Problem description -
Copy the stretch from the line containing "Locate the white shirt" through the end of the rows, changing "collar" to "neckline" and keeping everything else the same.

Rows from a data source

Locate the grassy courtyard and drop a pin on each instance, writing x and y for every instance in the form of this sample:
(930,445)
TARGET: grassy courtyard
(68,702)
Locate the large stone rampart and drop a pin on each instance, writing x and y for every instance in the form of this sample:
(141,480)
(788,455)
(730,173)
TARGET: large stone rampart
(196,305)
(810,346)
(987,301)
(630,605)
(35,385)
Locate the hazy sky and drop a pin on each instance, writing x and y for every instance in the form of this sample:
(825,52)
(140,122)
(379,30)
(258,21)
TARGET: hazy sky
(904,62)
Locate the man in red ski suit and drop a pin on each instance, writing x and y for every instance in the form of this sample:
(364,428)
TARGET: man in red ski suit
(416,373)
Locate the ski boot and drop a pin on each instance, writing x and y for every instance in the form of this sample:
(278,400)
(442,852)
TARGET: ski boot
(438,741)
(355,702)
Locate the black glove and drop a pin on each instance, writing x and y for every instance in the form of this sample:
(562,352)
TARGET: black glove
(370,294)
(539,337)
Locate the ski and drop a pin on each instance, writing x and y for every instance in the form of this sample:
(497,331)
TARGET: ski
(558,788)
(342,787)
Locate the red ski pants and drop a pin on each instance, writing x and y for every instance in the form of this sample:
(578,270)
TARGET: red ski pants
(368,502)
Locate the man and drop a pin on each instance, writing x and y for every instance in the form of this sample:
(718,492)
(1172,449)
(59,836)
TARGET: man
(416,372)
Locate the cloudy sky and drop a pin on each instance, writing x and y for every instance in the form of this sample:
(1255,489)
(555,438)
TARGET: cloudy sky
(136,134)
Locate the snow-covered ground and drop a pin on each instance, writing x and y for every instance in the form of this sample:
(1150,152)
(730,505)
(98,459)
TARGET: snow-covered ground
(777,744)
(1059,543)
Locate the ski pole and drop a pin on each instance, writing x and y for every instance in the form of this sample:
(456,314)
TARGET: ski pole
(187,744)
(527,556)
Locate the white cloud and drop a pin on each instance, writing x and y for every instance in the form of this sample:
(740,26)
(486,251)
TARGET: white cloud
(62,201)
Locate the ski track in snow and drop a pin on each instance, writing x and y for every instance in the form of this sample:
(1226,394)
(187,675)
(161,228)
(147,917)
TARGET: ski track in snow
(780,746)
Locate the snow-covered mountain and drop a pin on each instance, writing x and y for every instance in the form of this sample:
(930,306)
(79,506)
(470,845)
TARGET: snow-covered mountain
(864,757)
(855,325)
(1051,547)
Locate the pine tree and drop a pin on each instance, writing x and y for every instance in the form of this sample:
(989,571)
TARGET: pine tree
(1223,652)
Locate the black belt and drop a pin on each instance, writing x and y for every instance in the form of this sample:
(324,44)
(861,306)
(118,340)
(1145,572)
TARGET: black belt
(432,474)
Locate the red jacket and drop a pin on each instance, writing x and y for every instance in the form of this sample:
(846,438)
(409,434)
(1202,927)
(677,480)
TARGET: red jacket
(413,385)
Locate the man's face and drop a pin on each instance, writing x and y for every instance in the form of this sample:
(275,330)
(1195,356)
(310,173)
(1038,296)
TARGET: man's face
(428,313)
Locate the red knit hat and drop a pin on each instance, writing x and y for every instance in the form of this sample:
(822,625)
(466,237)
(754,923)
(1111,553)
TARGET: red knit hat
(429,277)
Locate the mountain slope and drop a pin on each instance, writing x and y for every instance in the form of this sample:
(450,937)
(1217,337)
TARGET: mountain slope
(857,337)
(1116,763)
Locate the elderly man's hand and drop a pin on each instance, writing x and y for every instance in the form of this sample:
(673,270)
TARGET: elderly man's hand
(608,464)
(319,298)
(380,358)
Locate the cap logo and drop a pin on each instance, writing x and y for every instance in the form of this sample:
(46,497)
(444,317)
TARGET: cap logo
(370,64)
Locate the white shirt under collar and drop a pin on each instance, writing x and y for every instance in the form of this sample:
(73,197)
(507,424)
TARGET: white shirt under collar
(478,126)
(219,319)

Solution for this exercise -
Locate the white shirt under neckline and drop a pin on each instance, writing x and y for every instance in the form of this sample:
(73,197)
(507,424)
TARGET: white shirt under neckline
(478,126)
(219,319)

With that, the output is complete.